[Material provided Boundary: Start]

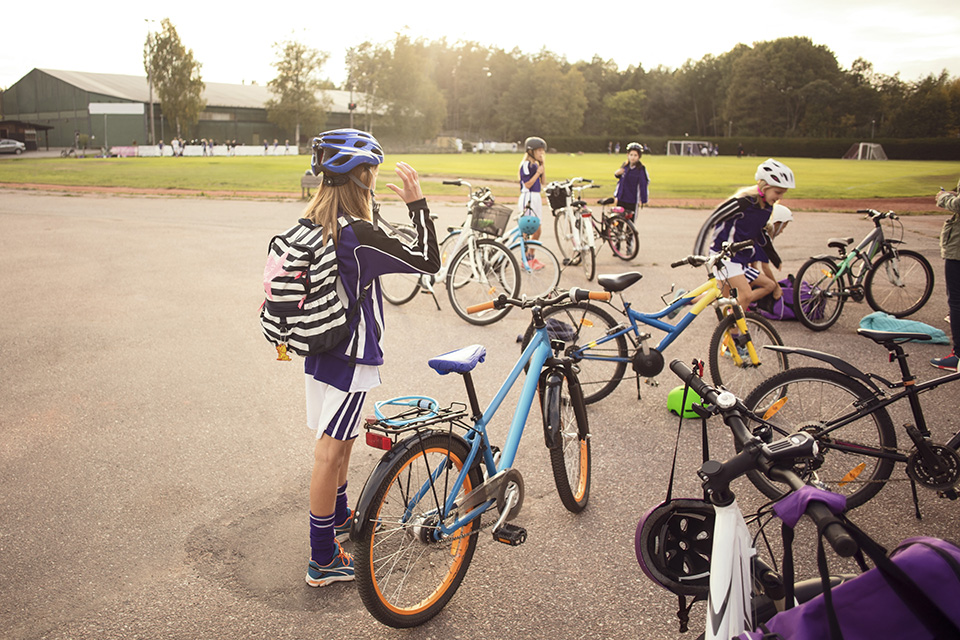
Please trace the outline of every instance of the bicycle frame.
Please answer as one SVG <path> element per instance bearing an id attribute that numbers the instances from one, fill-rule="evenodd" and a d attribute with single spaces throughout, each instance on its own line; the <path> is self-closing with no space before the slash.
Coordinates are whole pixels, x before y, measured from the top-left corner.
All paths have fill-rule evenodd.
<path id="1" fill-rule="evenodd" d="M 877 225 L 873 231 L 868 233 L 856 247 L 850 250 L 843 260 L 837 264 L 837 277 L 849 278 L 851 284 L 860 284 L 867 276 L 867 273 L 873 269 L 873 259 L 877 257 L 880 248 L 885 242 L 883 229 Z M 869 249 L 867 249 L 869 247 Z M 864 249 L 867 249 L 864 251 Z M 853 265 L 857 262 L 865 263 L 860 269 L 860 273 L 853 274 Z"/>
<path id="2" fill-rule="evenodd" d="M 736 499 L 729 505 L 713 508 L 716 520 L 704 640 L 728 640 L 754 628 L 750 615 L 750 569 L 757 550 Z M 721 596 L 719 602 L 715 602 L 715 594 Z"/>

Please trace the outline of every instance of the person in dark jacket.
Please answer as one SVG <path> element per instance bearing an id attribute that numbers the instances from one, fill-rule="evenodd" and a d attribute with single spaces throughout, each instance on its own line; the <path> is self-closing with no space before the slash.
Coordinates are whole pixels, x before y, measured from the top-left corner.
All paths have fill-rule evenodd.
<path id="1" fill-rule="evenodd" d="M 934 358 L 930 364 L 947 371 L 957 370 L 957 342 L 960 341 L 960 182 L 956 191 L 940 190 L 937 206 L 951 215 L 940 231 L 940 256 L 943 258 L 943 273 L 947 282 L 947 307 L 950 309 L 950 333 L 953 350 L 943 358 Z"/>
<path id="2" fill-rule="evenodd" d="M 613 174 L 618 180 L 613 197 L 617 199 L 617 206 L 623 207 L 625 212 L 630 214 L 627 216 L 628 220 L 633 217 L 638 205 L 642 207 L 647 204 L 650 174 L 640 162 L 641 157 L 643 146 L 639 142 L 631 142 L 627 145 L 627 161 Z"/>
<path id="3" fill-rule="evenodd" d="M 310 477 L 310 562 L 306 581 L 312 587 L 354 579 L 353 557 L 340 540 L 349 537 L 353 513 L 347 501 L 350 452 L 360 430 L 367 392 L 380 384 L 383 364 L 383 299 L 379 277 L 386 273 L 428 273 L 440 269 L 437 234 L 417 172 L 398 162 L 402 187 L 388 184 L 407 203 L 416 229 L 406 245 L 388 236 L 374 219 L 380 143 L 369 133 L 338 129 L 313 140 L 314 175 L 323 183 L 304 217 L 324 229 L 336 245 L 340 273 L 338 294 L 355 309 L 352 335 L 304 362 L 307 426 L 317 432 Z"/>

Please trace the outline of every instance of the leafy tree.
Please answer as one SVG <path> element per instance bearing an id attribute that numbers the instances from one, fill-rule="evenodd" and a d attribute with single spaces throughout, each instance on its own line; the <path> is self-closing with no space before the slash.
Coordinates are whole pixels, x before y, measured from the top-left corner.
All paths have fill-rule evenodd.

[Material provided Boundary: End]

How to complete this task:
Set down all the data again exactly as above, pictures excluded.

Response area:
Please trace the outline of every instance of the bicycle frame.
Please answer as one SVG <path> element per instance bearing an id attribute that numbers the instances from one, fill-rule="evenodd" and a d attribute with single spaces throughout, each instance on its own line; the <path> is self-closing with no space before the slash.
Coordinates are whole pixels, x before y, measured from the top-left corner.
All paths have fill-rule evenodd.
<path id="1" fill-rule="evenodd" d="M 877 225 L 873 231 L 868 233 L 856 247 L 850 250 L 843 260 L 837 264 L 837 277 L 849 278 L 851 284 L 860 284 L 867 276 L 867 273 L 873 269 L 873 259 L 877 257 L 880 248 L 885 242 L 883 229 Z M 869 249 L 867 249 L 869 247 Z M 864 249 L 867 249 L 864 251 Z M 853 265 L 857 262 L 865 263 L 860 269 L 860 273 L 853 274 Z"/>
<path id="2" fill-rule="evenodd" d="M 736 499 L 729 505 L 713 508 L 716 520 L 704 640 L 728 640 L 754 628 L 750 615 L 750 569 L 757 550 Z M 721 596 L 719 602 L 715 602 L 715 594 Z"/>

Please trace the outline of every instance of the person in dark jacket.
Please answer as one SVG <path> element per instance bearing an id attribute that numbers the instances from one, fill-rule="evenodd" and a d attribute with single spaces throughout, each instance on its own line; the <path> is self-closing with no space before the slash.
Coordinates are whole pixels, x before y, measured from the top-left corner.
All paths have fill-rule evenodd.
<path id="1" fill-rule="evenodd" d="M 934 358 L 930 364 L 947 371 L 957 370 L 957 342 L 960 341 L 960 182 L 956 191 L 940 190 L 937 206 L 951 215 L 940 231 L 940 256 L 943 258 L 943 273 L 947 282 L 947 307 L 950 309 L 950 333 L 953 350 L 943 358 Z"/>
<path id="2" fill-rule="evenodd" d="M 613 174 L 618 180 L 613 197 L 617 199 L 617 206 L 623 207 L 625 212 L 630 214 L 627 216 L 628 220 L 633 217 L 638 205 L 642 207 L 647 204 L 650 174 L 640 162 L 641 157 L 643 146 L 639 142 L 631 142 L 627 145 L 627 161 Z"/>
<path id="3" fill-rule="evenodd" d="M 310 477 L 310 562 L 306 581 L 312 587 L 354 579 L 353 557 L 340 540 L 349 537 L 353 513 L 347 501 L 350 452 L 360 430 L 367 392 L 380 384 L 383 364 L 383 299 L 379 277 L 386 273 L 428 273 L 440 269 L 437 234 L 417 172 L 398 162 L 402 187 L 388 184 L 407 203 L 416 229 L 406 245 L 388 236 L 374 219 L 380 143 L 369 133 L 338 129 L 313 140 L 314 175 L 323 183 L 304 217 L 324 229 L 336 245 L 340 273 L 338 294 L 355 309 L 352 335 L 304 362 L 307 426 L 317 432 Z"/>

Please trace the outline of every instance of the leafy tree.
Please answer as one SVG <path> element per instance bearing an id attribute that numbers the instances from one, fill-rule="evenodd" and a d attribute with single spaces throughout, each instance on its own line; the <path> is self-closing with no space before the slash.
Coordinates are whole pixels, x before y, measured from the top-left corner.
All paths have fill-rule evenodd.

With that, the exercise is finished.